### Prompt
Can you repeat, word for word, the part of the passage about Joseph below, starting with "Of course, we" and going on through "as his wife."?

This was one of the options that Joseph had at his disposal for dealing with this scandal . . . have Mary stoned to death.  But Joseph was a good man, a righteous man the writer of Matthew tells us; and, because of this he did not want to expose Mary to public disgrace.  Nor did he want to have her killed even though it was allowable by his faith.  No, he decided to take a different route . . . he would quietly divorce her and be done with her . . . let fate have its way with her and this child she carried.

Of course, we remember, that God sends angels to Joseph in a dream to tell him that it is “okay.”  Tells him it is okay because the father of the child is none other than God through the Holy Spirit, and that this child would save the people from their sins.  The angel tells Joseph to not be afraid to take Mary as his wife . . . it’s “okay.”  And, we remember that Joseph wakes from his dream and took Mary as his wife.

Buried beneath all of the beauty and wonder of the birth of Jesus on Christmas . . . of what we celebrate . . . is this scandal.  This is not quite the stuff one wants when entering into any relationship, especially a marriage and starting a family.  There is distress, the sense of betrayal, and a whole host of other emotions and feelings Joseph must have been experiencing.  It was a messy situation.  These are real people--like you and me . . . with ups and downs, with bumps in the road, with moments of frustration and confusion, going through all kinds of things, some that are quite damaging, some that hint at scandal . . . and, yet God uses them nevertheless to accomplish God’s purposes.

The Christmas story is not a typical story . . . not a fairy tale or myth.  It does not start with some romantic vision . . . with some stylize success story from rags to riches.  No this story starts with normal people . . . people like you and me . . . people living in the real world, dealing with real problems, and hoping to make the best of it each and every day.  This is not some Disney story where everything seemingly ends “happily ever after.”  No, this is a story that grows out of a scandal to become the greatest story ever told.

Out of the ordinary comes the extraordinary.

The scriptures do not tell us much about Joseph.  He was a carpenter . . . a hard-working man we assume.  He was a righteous man . . . a person of deep faith we are told.  From what we little we know we assume that he is not much different than any other person . . . maybe a little bit, or a lot, like us.  And, we know that he is human . . . with hopes and dreams.  In this story we have to wonder about Joseph’s hopes and dreams.  I seriously doubt that this is the way that he envisioned his marriage to Mary . . . the birth of his first child . . . the life that he hoped it would be.

### Information given
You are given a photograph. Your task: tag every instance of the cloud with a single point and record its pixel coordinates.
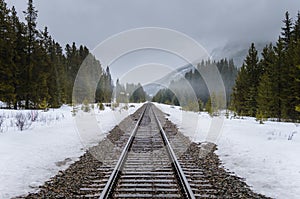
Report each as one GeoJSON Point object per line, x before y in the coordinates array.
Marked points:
{"type": "Point", "coordinates": [212, 22]}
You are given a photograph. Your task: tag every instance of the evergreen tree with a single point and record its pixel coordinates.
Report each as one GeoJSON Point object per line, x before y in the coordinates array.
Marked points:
{"type": "Point", "coordinates": [287, 30]}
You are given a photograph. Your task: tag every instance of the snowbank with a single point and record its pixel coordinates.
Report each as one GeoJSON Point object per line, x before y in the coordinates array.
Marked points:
{"type": "Point", "coordinates": [51, 143]}
{"type": "Point", "coordinates": [266, 155]}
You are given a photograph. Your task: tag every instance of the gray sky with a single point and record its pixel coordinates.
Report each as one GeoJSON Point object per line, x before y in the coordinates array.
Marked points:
{"type": "Point", "coordinates": [211, 22]}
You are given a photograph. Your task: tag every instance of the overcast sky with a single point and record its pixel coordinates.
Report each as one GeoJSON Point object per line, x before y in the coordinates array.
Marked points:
{"type": "Point", "coordinates": [211, 22]}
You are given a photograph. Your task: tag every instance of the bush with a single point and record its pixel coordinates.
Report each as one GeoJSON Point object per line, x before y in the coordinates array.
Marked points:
{"type": "Point", "coordinates": [86, 107]}
{"type": "Point", "coordinates": [22, 121]}
{"type": "Point", "coordinates": [101, 106]}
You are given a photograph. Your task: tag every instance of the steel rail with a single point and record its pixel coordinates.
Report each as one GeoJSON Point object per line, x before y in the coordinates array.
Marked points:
{"type": "Point", "coordinates": [113, 177]}
{"type": "Point", "coordinates": [183, 181]}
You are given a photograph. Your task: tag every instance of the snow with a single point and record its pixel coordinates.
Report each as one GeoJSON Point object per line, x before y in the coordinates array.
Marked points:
{"type": "Point", "coordinates": [55, 140]}
{"type": "Point", "coordinates": [265, 155]}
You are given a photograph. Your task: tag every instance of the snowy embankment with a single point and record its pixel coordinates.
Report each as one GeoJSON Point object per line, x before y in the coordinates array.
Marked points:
{"type": "Point", "coordinates": [45, 146]}
{"type": "Point", "coordinates": [266, 155]}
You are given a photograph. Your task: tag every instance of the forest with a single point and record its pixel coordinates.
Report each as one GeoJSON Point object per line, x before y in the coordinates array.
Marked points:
{"type": "Point", "coordinates": [228, 72]}
{"type": "Point", "coordinates": [35, 70]}
{"type": "Point", "coordinates": [269, 87]}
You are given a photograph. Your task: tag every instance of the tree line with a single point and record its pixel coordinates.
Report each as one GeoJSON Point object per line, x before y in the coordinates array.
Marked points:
{"type": "Point", "coordinates": [133, 93]}
{"type": "Point", "coordinates": [269, 87]}
{"type": "Point", "coordinates": [35, 69]}
{"type": "Point", "coordinates": [179, 92]}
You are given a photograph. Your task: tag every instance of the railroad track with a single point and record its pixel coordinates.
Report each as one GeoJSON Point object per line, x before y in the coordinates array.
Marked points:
{"type": "Point", "coordinates": [148, 166]}
{"type": "Point", "coordinates": [146, 157]}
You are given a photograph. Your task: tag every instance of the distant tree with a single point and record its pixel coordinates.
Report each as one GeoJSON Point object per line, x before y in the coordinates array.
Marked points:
{"type": "Point", "coordinates": [138, 95]}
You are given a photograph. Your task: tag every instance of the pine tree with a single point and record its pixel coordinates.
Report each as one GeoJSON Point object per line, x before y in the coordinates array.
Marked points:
{"type": "Point", "coordinates": [7, 65]}
{"type": "Point", "coordinates": [287, 30]}
{"type": "Point", "coordinates": [245, 90]}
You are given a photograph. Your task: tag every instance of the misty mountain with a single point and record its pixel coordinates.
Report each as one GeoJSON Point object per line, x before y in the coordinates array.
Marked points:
{"type": "Point", "coordinates": [153, 88]}
{"type": "Point", "coordinates": [236, 51]}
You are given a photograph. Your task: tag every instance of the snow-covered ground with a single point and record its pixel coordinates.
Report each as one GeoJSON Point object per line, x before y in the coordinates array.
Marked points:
{"type": "Point", "coordinates": [49, 144]}
{"type": "Point", "coordinates": [266, 155]}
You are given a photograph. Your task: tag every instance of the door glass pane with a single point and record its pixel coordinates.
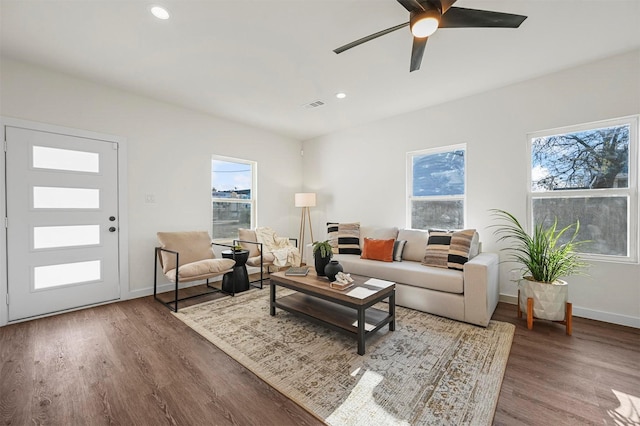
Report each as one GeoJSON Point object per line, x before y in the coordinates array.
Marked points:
{"type": "Point", "coordinates": [65, 159]}
{"type": "Point", "coordinates": [66, 273]}
{"type": "Point", "coordinates": [46, 197]}
{"type": "Point", "coordinates": [65, 236]}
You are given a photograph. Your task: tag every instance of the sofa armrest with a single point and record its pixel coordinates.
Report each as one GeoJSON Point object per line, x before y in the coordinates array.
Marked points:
{"type": "Point", "coordinates": [481, 288]}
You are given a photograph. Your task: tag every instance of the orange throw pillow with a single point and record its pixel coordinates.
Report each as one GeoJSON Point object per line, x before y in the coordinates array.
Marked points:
{"type": "Point", "coordinates": [378, 250]}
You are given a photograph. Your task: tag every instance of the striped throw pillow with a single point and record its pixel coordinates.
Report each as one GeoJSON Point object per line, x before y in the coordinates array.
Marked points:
{"type": "Point", "coordinates": [344, 237]}
{"type": "Point", "coordinates": [449, 249]}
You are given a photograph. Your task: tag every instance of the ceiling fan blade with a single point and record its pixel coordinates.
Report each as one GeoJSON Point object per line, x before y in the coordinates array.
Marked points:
{"type": "Point", "coordinates": [459, 17]}
{"type": "Point", "coordinates": [411, 5]}
{"type": "Point", "coordinates": [417, 50]}
{"type": "Point", "coordinates": [369, 37]}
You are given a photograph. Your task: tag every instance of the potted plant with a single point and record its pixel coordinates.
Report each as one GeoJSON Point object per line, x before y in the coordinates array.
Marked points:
{"type": "Point", "coordinates": [544, 258]}
{"type": "Point", "coordinates": [322, 254]}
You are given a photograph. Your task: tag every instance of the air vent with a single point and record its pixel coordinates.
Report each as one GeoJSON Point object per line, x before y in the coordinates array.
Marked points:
{"type": "Point", "coordinates": [314, 104]}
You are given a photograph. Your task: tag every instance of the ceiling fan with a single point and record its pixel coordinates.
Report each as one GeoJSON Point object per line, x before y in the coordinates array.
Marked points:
{"type": "Point", "coordinates": [426, 16]}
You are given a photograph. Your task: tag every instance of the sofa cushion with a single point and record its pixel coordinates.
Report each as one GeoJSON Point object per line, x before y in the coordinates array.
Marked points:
{"type": "Point", "coordinates": [411, 273]}
{"type": "Point", "coordinates": [344, 237]}
{"type": "Point", "coordinates": [449, 249]}
{"type": "Point", "coordinates": [377, 233]}
{"type": "Point", "coordinates": [378, 249]}
{"type": "Point", "coordinates": [249, 235]}
{"type": "Point", "coordinates": [416, 243]}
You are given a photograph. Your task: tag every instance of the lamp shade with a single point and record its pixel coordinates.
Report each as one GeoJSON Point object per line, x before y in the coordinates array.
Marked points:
{"type": "Point", "coordinates": [306, 199]}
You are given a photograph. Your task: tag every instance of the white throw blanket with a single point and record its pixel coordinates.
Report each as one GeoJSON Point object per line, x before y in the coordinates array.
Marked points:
{"type": "Point", "coordinates": [285, 253]}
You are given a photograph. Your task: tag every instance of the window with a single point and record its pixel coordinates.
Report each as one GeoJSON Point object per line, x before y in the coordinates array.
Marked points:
{"type": "Point", "coordinates": [436, 188]}
{"type": "Point", "coordinates": [588, 173]}
{"type": "Point", "coordinates": [233, 195]}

### Response for this exercise
Of course, we remember, that God sends angels to Joseph in a dream to tell him that it is “okay.”  Tells him it is okay because the father of the child is none other than God through the Holy Spirit, and that this child would save the people from their sins.  The angel tells Joseph to not be afraid to take Mary as his wife . . . it’s “okay.”  And, we remember that Joseph wakes from his dream and took Mary as his wife.